▶ _Objectif visé_: Recopiez à l'identique le passage de l'entretien avec Philippe de Villiers allant de "Le Figaro : Cet échec, ce" jusqu'à "gauche et le FN." inclus.

▶ _Passage du texte_:
────────────────────
Philippe de Villiers : Il fallait d’abord tirer les leçons de l’incroyable défaite de la droite, pour ensuite reconstruire une opposition ferme et déterminée au socialisme.

Le Figaro : Cet échec, ce n’est pas seulement celui du RPR et de l’UDF, c’est celui de toute la droite, donc aussi le vôtre...

Philippe de Villiers : Les appareils de la majorité présidentielle se sont tiré une balle dans le pied. Ils ont voulu exclure toute la droite non maastrichtienne, non alignée sur la pensée unique. Si la majorité avait été plus ouverte, nous n’aurions pas perdu les élections. Pendant les vacances, j’ai relu Clausewitz, et j’ai constaté qu’il recensait déjà les deux erreurs commises par la droite parlementaire. Primo, se placer sur le terrain de l’adversaire : c’est ce qu’a fait le gouvernement Juppé en pratiquant une politique sociale-démocrate. Deuzio, se battre sur deux fronts : c’est ce que la majorité d’alors a fait en affrontant la gauche et le FN.
────────────────────
▶ _Matériel fourni_:
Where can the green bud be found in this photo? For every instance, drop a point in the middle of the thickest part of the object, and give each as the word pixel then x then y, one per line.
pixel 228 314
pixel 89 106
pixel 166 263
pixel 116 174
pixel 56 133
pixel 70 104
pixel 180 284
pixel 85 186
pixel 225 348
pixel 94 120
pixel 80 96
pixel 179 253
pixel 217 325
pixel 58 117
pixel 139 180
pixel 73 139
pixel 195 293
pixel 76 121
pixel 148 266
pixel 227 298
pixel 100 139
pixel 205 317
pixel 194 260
────────────────────
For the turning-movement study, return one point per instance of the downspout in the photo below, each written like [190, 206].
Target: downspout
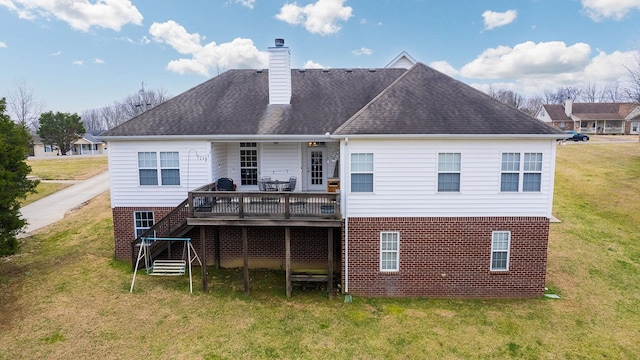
────────────────────
▶ _Réponse attendue_:
Le Figaro : Cet échec, ce n’est pas seulement celui du RPR et de l’UDF, c’est celui de toute la droite, donc aussi le vôtre...

Philippe de Villiers : Les appareils de la majorité présidentielle se sont tiré une balle dans le pied. Ils ont voulu exclure toute la droite non maastrichtienne, non alignée sur la pensée unique. Si la majorité avait été plus ouverte, nous n’aurions pas perdu les élections. Pendant les vacances, j’ai relu Clausewitz, et j’ai constaté qu’il recensait déjà les deux erreurs commises par la droite parlementaire. Primo, se placer sur le terrain de l’adversaire : c’est ce qu’a fait le gouvernement Juppé en pratiquant une politique sociale-démocrate. Deuzio, se battre sur deux fronts : c’est ce que la majorité d’alors a fait en affrontant la gauche et le FN.